=== Extracted data ===

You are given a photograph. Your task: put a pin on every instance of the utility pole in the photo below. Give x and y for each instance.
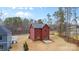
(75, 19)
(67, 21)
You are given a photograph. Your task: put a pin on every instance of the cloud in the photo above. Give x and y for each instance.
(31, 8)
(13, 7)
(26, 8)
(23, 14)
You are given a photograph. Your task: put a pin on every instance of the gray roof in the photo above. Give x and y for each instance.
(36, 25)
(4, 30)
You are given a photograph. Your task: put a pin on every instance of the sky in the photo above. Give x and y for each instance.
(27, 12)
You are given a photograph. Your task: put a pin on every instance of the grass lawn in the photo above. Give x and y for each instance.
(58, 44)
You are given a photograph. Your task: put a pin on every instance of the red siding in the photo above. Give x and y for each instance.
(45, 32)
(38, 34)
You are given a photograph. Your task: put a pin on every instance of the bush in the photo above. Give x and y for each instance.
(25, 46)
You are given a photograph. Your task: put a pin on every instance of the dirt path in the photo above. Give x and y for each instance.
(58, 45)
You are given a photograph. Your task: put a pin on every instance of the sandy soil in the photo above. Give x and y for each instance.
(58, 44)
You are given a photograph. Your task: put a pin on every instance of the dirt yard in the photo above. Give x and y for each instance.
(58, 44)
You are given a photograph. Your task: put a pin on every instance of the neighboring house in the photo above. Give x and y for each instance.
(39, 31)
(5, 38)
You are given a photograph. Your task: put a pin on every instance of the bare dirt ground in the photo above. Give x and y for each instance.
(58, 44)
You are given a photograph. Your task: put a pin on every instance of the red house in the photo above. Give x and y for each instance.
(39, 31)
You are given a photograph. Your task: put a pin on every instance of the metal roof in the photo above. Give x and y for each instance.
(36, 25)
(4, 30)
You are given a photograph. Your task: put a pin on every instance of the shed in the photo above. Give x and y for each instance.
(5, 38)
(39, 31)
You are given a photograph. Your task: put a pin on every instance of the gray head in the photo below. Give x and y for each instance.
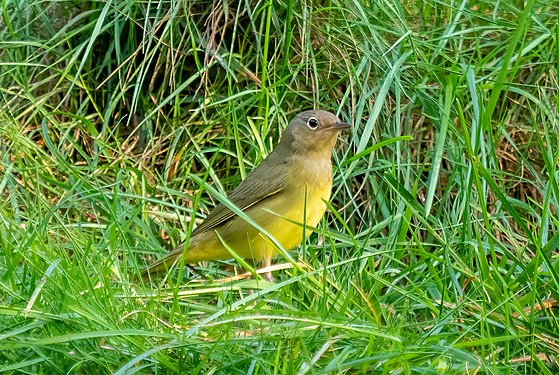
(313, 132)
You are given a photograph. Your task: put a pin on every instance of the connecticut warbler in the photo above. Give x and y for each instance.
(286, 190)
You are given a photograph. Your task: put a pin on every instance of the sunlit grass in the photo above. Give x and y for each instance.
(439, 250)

===
=== Extracted data ===

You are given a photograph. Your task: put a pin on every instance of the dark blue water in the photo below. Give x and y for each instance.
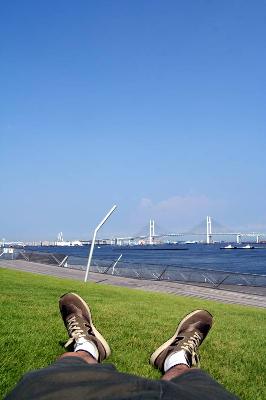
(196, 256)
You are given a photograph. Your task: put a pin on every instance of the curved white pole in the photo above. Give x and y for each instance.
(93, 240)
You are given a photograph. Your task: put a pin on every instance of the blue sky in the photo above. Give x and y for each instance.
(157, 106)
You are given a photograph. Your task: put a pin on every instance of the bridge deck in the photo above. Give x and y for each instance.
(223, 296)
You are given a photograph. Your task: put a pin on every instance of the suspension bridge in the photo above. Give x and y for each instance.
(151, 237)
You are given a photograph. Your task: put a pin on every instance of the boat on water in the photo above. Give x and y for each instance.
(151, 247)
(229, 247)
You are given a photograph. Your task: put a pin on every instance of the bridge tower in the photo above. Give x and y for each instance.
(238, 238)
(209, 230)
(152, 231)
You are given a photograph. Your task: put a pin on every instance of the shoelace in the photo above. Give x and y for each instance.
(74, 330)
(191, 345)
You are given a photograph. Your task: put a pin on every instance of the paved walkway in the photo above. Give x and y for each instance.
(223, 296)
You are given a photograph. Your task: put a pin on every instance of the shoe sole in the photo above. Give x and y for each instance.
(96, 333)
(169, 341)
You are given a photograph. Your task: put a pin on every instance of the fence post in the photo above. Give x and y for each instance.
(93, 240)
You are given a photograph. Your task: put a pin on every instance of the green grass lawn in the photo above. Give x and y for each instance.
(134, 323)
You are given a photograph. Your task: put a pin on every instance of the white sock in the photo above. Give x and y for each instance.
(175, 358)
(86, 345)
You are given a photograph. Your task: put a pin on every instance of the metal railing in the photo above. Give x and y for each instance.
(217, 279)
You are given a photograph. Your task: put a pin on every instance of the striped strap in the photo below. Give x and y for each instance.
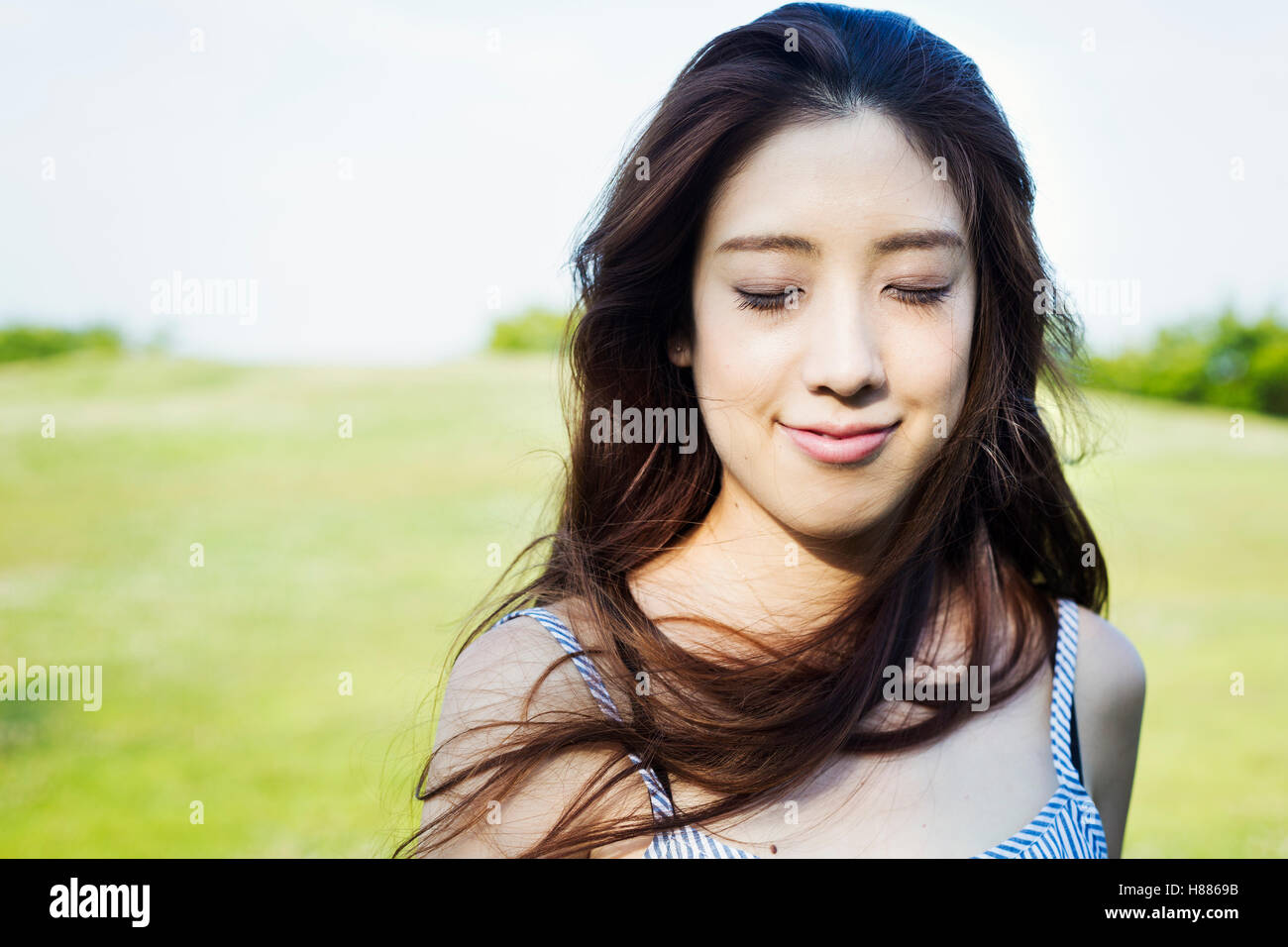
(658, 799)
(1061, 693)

===
=== Extracted data ===

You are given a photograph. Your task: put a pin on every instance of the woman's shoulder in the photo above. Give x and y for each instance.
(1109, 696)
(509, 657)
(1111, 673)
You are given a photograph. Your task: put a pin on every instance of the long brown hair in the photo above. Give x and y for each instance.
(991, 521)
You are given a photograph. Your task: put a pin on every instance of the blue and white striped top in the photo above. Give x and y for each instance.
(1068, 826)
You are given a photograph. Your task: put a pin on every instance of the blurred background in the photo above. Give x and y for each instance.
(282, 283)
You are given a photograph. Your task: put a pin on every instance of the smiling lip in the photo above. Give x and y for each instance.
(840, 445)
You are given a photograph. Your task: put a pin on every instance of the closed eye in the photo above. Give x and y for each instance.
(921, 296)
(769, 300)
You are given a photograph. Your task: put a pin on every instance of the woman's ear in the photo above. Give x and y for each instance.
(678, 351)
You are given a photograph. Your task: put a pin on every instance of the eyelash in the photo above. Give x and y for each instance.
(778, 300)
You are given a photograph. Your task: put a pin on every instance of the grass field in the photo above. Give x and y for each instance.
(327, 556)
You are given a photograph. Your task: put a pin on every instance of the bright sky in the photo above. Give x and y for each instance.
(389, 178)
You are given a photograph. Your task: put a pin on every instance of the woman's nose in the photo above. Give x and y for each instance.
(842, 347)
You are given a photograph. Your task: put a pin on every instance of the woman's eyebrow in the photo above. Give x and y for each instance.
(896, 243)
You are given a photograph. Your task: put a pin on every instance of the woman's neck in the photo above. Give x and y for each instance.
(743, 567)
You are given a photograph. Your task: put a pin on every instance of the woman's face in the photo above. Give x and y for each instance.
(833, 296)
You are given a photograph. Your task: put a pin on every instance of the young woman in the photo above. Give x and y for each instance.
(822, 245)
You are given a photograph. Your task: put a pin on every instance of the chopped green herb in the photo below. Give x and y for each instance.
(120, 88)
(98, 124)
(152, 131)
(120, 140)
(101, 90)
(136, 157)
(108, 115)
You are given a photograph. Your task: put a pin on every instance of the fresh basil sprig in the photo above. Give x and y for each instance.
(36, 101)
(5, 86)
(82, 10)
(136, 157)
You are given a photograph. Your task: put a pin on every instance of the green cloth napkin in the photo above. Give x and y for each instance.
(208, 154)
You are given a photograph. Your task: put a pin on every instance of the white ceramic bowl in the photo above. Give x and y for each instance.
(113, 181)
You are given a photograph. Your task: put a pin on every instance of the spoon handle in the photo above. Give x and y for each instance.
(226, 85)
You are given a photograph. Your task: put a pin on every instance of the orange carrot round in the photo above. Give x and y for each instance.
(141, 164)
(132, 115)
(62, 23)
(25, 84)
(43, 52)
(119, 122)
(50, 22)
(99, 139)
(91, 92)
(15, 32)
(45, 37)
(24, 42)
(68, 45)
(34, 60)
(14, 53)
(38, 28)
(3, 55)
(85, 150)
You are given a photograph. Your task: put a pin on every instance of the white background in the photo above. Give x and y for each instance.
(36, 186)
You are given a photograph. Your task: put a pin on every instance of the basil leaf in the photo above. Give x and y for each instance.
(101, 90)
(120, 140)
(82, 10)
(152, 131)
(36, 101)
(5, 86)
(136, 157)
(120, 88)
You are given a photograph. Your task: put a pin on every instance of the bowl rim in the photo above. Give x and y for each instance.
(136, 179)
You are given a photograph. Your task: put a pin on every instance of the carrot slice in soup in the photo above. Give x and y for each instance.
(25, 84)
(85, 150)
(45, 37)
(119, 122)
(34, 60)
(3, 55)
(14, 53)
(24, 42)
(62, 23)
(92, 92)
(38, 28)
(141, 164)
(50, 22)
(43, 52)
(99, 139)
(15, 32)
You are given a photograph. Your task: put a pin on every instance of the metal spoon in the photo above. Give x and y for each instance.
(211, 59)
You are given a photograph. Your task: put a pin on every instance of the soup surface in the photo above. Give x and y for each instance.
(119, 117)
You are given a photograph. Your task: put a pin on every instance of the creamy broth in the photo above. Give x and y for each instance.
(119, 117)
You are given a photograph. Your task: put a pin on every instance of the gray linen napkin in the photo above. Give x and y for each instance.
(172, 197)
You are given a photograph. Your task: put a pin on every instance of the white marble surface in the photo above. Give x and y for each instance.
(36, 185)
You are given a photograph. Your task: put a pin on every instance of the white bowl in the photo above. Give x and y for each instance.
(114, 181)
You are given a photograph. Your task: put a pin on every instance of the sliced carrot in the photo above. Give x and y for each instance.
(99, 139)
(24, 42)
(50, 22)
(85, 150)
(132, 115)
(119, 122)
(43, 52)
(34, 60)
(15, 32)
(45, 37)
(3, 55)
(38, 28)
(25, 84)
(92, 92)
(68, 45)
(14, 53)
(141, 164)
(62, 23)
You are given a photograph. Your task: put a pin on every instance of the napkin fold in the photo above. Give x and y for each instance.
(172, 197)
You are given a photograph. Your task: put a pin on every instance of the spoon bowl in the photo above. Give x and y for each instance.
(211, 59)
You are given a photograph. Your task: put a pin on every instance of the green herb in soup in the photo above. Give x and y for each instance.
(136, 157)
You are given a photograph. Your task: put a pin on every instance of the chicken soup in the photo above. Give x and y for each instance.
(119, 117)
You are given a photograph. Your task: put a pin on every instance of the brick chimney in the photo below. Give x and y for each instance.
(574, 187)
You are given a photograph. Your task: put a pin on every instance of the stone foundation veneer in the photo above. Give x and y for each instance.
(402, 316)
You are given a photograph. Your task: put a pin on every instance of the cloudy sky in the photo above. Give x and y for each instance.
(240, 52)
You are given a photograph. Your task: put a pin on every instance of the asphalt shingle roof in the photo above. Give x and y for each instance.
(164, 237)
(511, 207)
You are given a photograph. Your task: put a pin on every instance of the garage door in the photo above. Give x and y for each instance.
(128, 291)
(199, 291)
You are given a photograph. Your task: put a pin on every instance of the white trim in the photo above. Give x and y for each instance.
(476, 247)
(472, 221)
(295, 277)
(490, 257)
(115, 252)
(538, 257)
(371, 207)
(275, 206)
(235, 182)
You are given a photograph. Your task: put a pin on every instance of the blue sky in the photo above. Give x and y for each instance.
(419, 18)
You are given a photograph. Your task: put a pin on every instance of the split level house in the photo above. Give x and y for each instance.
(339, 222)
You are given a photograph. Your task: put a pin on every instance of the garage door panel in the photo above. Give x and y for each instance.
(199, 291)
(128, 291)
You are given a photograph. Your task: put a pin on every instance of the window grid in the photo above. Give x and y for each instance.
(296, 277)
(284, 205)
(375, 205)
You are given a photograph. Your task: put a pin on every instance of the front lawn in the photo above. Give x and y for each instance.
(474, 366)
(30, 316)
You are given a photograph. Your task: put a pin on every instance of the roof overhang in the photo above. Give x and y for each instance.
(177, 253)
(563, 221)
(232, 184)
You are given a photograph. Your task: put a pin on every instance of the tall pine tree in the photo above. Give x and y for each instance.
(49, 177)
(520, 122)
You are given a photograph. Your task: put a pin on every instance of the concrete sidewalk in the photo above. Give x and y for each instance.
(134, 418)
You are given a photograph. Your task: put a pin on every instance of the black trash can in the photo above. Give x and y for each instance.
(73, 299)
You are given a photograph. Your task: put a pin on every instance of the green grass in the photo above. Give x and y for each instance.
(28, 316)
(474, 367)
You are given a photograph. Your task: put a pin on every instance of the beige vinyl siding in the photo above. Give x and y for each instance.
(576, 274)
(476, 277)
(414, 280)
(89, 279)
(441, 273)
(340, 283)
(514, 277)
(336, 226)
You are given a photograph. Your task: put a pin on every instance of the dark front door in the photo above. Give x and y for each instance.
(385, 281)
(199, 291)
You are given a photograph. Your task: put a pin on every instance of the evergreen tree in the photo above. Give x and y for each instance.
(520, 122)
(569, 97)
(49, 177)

===

** Instructions to follow **
Copy out the listing above word for word, from the line containing "the metal railing" down to the line containing "(1061, 693)", including both of those lines and leaving out the pictures.

** Correct result **
You are given a photograph. Your task: put a pin on every instance of the metal railing in the photo above. Give x and y for each instance.
(217, 279)
You are given a photograph. Your task: put a pin on every instance of the striped strap in the photo below. Give x and y for each instance.
(658, 799)
(1061, 693)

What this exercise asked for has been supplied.